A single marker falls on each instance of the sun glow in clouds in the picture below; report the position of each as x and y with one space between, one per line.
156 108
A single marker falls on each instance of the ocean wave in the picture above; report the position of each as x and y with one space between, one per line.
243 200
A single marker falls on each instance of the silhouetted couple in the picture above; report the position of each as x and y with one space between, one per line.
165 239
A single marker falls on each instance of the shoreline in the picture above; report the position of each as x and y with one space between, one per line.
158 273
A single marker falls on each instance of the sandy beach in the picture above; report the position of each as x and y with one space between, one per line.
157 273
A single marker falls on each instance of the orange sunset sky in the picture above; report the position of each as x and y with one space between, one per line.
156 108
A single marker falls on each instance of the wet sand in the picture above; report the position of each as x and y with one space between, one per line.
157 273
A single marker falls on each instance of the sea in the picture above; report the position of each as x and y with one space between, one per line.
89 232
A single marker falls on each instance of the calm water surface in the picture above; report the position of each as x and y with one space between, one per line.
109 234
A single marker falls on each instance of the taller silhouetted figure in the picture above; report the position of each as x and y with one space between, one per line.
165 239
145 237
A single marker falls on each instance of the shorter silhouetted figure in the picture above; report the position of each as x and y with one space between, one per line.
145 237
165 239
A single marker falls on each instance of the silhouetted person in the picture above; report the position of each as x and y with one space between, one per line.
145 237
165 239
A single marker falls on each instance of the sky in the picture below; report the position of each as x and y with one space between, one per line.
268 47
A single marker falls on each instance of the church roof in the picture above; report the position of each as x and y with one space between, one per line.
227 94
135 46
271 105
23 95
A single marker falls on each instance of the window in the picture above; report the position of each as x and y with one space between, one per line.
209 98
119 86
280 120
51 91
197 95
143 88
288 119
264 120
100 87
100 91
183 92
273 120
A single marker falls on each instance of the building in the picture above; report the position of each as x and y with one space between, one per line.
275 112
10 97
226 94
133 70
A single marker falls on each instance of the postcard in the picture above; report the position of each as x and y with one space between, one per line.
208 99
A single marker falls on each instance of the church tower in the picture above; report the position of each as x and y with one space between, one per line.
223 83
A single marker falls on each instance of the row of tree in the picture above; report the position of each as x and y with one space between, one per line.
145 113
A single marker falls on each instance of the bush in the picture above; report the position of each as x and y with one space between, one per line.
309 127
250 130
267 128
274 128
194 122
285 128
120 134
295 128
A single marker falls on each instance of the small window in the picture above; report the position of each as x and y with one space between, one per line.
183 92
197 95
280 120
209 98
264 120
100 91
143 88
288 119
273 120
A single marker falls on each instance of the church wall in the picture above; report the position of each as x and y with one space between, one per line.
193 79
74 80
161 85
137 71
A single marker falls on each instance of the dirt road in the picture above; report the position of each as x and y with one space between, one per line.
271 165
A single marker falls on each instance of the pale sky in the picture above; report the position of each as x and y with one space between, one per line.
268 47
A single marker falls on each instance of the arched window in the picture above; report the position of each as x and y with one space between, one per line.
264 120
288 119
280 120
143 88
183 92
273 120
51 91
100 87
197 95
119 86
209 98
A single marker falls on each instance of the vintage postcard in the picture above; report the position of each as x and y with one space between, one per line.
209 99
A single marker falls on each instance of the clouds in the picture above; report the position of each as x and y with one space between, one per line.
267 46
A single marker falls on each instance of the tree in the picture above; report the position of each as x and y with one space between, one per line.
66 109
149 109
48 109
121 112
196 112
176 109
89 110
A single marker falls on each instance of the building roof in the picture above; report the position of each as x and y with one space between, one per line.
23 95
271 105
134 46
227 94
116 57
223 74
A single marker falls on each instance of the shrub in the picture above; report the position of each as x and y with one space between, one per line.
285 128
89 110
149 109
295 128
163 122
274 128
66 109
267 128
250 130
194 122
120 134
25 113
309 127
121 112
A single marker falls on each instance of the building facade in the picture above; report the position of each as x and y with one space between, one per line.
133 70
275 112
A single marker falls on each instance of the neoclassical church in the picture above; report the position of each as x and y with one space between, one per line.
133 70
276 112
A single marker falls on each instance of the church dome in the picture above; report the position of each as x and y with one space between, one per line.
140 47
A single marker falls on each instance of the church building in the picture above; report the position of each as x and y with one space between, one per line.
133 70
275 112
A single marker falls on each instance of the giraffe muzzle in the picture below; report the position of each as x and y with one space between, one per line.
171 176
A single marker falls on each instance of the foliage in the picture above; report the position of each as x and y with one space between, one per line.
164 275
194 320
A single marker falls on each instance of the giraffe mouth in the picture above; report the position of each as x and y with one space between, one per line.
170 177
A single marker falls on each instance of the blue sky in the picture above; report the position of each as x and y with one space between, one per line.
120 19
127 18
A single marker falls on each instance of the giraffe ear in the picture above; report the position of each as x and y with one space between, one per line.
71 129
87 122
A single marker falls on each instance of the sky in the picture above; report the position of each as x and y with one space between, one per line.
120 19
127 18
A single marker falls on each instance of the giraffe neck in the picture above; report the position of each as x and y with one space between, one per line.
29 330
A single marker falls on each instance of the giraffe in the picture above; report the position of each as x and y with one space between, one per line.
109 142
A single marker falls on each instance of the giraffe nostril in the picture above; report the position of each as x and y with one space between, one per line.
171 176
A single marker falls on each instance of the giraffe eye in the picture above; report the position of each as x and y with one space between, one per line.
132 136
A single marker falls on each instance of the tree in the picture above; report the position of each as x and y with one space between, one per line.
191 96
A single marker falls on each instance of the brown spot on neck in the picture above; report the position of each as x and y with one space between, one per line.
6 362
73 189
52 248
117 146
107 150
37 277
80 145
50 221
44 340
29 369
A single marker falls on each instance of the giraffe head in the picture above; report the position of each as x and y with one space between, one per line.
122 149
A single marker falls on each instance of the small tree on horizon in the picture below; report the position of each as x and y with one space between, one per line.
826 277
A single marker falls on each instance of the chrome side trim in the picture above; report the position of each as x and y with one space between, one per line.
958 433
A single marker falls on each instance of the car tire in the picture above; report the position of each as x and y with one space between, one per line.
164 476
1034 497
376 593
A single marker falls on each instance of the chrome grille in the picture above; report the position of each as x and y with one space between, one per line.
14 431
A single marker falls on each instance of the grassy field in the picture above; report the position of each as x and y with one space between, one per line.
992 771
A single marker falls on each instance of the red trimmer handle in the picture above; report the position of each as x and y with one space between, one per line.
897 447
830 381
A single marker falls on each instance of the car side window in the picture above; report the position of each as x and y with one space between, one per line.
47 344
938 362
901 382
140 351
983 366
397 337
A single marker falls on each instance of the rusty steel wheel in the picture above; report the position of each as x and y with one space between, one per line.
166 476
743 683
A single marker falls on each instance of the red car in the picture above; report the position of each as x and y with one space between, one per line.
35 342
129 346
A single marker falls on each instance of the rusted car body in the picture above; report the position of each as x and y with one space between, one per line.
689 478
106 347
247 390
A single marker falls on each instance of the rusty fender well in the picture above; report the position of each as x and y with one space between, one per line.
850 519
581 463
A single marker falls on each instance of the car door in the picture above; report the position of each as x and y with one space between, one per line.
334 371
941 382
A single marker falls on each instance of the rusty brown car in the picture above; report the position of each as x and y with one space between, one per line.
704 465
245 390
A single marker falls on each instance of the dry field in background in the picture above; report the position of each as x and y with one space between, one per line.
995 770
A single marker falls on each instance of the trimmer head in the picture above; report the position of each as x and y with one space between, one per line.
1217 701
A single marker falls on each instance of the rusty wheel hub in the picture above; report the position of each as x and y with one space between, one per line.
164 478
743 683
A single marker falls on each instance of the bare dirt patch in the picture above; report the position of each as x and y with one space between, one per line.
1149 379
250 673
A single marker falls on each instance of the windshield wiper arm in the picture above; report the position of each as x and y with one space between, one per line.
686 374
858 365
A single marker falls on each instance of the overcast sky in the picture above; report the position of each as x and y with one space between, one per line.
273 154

### YOUR OBJECTIVE
Set down, word for word, only the lines running from the line with "A single marker falls on each instance of the rusted" to the last line of the listing above. Both of those lines belong in your answer.

### EXERCISE RESULT
A single marker falls on each instance of the rusted car body in the picture above; report the position of each as x and y with one space between, one per line.
689 478
106 347
247 390
A single marker falls on each instance of the rusty fender well in the picture above; report the position of each as x and y with one space between, one per line.
850 519
581 463
A single marker falls on each instance of the car door in the picture above; report the position of each as x and y with one space between, one per line.
334 371
941 382
A single marker falls on each instance of the rusty brown car in the picture above; report the position of each as x and y with one space between, one per line.
704 465
245 390
A single marker falls on each instance of the dry field in background in the picture above; report the position of each as x and y with one space between, one per line.
995 770
A single marker falls on each instance of the trimmer head in the picture above; report the position of each as x and y with one space between, one per line.
1217 701
A single marker falls on each instance of the rusty wheel hub in the picture above; report the position of each as x and y with one space between, one per line.
164 478
743 683
A single marker falls on each instance of the bare dirt patch in the picture above; report the position of each as x and y with one space between, one per line.
1149 379
250 673
A single marker falls on each instance of the windshield wiper arm in the picture above; report the position of each as x and y with one space between, one per line.
686 374
858 365
A single marker falls on each instance of the overcast sky in the picture above; report the position of each as x and y with one space between, one per line.
273 154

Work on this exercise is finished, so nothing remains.